BEGIN SUPPLIED RECORDS

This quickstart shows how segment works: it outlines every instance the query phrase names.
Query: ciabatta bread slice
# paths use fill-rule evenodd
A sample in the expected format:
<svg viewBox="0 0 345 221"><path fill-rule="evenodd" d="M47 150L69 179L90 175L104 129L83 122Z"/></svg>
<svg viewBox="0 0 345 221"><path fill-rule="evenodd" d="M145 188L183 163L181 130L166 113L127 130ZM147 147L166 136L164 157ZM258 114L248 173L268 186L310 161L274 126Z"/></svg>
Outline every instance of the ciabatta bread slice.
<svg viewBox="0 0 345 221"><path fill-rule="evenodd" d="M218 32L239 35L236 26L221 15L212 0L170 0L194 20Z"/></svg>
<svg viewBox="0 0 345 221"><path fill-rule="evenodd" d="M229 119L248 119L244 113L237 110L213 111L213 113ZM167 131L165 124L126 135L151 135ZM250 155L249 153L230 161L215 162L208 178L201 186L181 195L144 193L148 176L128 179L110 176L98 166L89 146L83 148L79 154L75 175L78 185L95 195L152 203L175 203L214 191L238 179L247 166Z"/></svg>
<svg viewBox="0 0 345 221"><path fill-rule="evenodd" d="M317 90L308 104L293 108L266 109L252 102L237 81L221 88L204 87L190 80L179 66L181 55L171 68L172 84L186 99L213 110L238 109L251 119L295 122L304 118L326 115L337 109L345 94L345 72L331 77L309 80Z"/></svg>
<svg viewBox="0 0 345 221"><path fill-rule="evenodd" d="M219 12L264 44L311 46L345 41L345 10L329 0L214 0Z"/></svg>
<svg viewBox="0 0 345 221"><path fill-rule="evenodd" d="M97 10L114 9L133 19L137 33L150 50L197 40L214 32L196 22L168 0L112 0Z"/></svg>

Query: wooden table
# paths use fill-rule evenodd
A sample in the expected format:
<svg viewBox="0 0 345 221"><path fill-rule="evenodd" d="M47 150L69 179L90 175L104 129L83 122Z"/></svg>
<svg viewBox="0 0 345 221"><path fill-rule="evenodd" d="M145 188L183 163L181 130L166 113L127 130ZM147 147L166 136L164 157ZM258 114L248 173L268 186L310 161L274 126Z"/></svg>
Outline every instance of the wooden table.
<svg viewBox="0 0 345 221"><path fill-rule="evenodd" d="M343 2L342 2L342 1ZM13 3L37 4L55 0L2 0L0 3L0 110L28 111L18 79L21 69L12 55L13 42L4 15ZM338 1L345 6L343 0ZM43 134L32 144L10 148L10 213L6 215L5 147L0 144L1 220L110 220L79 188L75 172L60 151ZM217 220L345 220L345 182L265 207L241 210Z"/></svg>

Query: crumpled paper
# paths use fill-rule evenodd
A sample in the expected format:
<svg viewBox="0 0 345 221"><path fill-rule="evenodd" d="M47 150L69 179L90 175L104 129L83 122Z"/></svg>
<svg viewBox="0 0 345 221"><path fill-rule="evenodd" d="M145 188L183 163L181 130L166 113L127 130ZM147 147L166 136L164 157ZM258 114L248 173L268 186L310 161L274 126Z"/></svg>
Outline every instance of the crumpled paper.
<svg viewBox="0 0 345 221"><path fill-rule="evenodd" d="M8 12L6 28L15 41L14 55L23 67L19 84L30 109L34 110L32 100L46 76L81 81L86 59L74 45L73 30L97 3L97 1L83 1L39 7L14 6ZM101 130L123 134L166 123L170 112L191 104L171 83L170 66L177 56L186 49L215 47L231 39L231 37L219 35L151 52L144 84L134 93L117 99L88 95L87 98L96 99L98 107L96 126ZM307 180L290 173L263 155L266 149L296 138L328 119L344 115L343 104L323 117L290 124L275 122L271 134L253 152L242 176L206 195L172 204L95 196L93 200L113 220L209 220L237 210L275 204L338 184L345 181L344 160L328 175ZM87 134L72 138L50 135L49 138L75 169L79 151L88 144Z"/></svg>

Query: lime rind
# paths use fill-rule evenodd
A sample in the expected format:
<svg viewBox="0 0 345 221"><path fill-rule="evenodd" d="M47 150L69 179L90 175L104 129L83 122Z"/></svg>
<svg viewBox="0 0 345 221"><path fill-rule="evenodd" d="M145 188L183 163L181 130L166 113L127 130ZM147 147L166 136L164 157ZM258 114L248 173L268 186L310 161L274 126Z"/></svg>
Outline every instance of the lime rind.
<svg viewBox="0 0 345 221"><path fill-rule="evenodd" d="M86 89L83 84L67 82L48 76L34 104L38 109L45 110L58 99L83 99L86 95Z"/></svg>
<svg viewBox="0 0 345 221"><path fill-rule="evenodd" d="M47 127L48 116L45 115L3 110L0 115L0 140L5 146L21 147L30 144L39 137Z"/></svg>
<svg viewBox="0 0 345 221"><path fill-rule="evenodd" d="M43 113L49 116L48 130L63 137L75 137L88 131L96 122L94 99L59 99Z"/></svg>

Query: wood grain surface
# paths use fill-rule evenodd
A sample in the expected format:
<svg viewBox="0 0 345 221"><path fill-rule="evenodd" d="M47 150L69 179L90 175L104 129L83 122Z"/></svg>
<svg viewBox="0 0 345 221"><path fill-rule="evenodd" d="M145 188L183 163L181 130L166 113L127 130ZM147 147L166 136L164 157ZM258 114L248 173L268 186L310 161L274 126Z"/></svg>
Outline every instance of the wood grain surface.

END SUPPLIED RECORDS

[PROBLEM REQUIREMENTS] Reproduce every line of the listing above verbatim, changing nothing.

[WRITTEN RESPONSE]
This quickstart shows how segment works: it outlines every instance the query phrase names.
Query: ciabatta bread slice
# paths use fill-rule evenodd
A sample in the expected format:
<svg viewBox="0 0 345 221"><path fill-rule="evenodd" d="M47 150L69 179L90 175L104 129L83 122Z"/></svg>
<svg viewBox="0 0 345 221"><path fill-rule="evenodd" d="M145 188L183 163L181 130L166 113L127 130ZM147 147L166 136L164 157ZM258 114L248 173L268 186L310 161L274 126Z"/></svg>
Outline every instance of the ciabatta bread slice.
<svg viewBox="0 0 345 221"><path fill-rule="evenodd" d="M218 32L239 35L236 26L221 15L212 0L170 0L194 20Z"/></svg>
<svg viewBox="0 0 345 221"><path fill-rule="evenodd" d="M229 119L248 119L244 113L237 110L213 111L213 113ZM167 131L165 124L126 135L151 135ZM250 155L249 153L230 161L215 162L208 178L201 186L181 195L144 193L148 176L128 179L110 176L98 166L89 146L83 148L79 154L75 175L78 185L95 195L152 203L175 203L214 191L238 179L247 166Z"/></svg>
<svg viewBox="0 0 345 221"><path fill-rule="evenodd" d="M317 90L308 104L293 108L266 109L252 102L237 81L221 88L204 87L190 80L179 66L181 55L171 68L172 84L186 99L213 110L238 109L251 119L295 122L304 118L326 115L337 109L345 94L345 72L331 77L309 80Z"/></svg>
<svg viewBox="0 0 345 221"><path fill-rule="evenodd" d="M219 12L264 44L311 46L345 41L345 10L329 0L214 0Z"/></svg>
<svg viewBox="0 0 345 221"><path fill-rule="evenodd" d="M97 10L114 9L133 19L137 33L150 50L197 40L214 32L196 22L168 0L112 0Z"/></svg>

Query: wooden table
# paths use fill-rule evenodd
A sample in the expected format:
<svg viewBox="0 0 345 221"><path fill-rule="evenodd" d="M47 150L69 179L90 175L104 129L83 122Z"/></svg>
<svg viewBox="0 0 345 221"><path fill-rule="evenodd" d="M145 188L183 163L181 130L166 113L127 130ZM147 147L166 136L164 157ZM258 114L248 173L268 186L310 161L274 126Z"/></svg>
Outline every instance of the wooden table.
<svg viewBox="0 0 345 221"><path fill-rule="evenodd" d="M343 2L342 2L342 1ZM13 3L37 4L55 0L2 0L0 3L0 110L28 111L18 79L21 69L12 55L13 42L4 15ZM338 1L345 6L343 0ZM43 134L32 144L10 148L10 213L6 215L5 147L0 144L1 220L110 220L79 188L75 172L60 151ZM217 220L345 220L345 182L265 207L241 210Z"/></svg>

Query: crumpled paper
# paths use fill-rule evenodd
A sample in the expected format:
<svg viewBox="0 0 345 221"><path fill-rule="evenodd" d="M47 150L69 179L90 175L104 129L83 122Z"/></svg>
<svg viewBox="0 0 345 221"><path fill-rule="evenodd" d="M145 188L183 163L181 130L166 113L127 130ZM147 147L166 136L164 157ZM258 114L248 173L268 186L310 161L274 126Z"/></svg>
Outline every instance of the crumpled paper.
<svg viewBox="0 0 345 221"><path fill-rule="evenodd" d="M8 12L6 28L15 41L14 55L23 67L19 84L30 109L34 110L32 100L46 76L81 81L86 59L74 45L73 30L97 3L97 1L83 1L39 7L14 6ZM101 130L123 134L166 123L170 112L191 104L171 83L170 66L177 56L186 49L215 47L231 39L231 37L219 35L151 52L144 84L134 93L117 99L88 95L87 98L96 99L98 107L96 126ZM307 180L290 173L263 155L266 149L296 138L328 119L344 115L343 104L323 117L290 124L275 122L271 134L253 152L242 176L206 195L172 204L95 196L93 200L113 220L209 220L237 210L275 204L338 184L345 181L344 160L328 175ZM87 134L72 138L50 135L49 138L75 169L79 151L88 144Z"/></svg>

Query: lime rind
# paths use fill-rule evenodd
A sample in the expected format:
<svg viewBox="0 0 345 221"><path fill-rule="evenodd" d="M47 150L69 179L90 175L104 129L83 122Z"/></svg>
<svg viewBox="0 0 345 221"><path fill-rule="evenodd" d="M145 188L183 163L181 130L166 113L127 130ZM147 147L166 136L164 157ZM258 114L248 173L268 186L310 161L274 126Z"/></svg>
Outline every instance of the lime rind.
<svg viewBox="0 0 345 221"><path fill-rule="evenodd" d="M86 89L83 84L67 82L48 76L34 104L38 109L45 110L58 99L83 99L86 95Z"/></svg>
<svg viewBox="0 0 345 221"><path fill-rule="evenodd" d="M47 127L48 116L45 115L3 110L0 115L0 140L5 146L21 147L30 144L39 137Z"/></svg>
<svg viewBox="0 0 345 221"><path fill-rule="evenodd" d="M43 113L49 116L48 130L63 137L75 137L88 131L96 122L94 99L59 99Z"/></svg>

Query: wood grain surface
# paths use fill-rule evenodd
A sample in the expected format:
<svg viewBox="0 0 345 221"><path fill-rule="evenodd" d="M47 150L69 179L90 175L104 129L83 122Z"/></svg>
<svg viewBox="0 0 345 221"><path fill-rule="evenodd" d="M145 188L183 163L181 130L166 113L127 130ZM147 147L166 136L164 157ZM258 114L248 173L268 186L310 161L274 126Z"/></svg>
Outline every instance of the wood grain surface.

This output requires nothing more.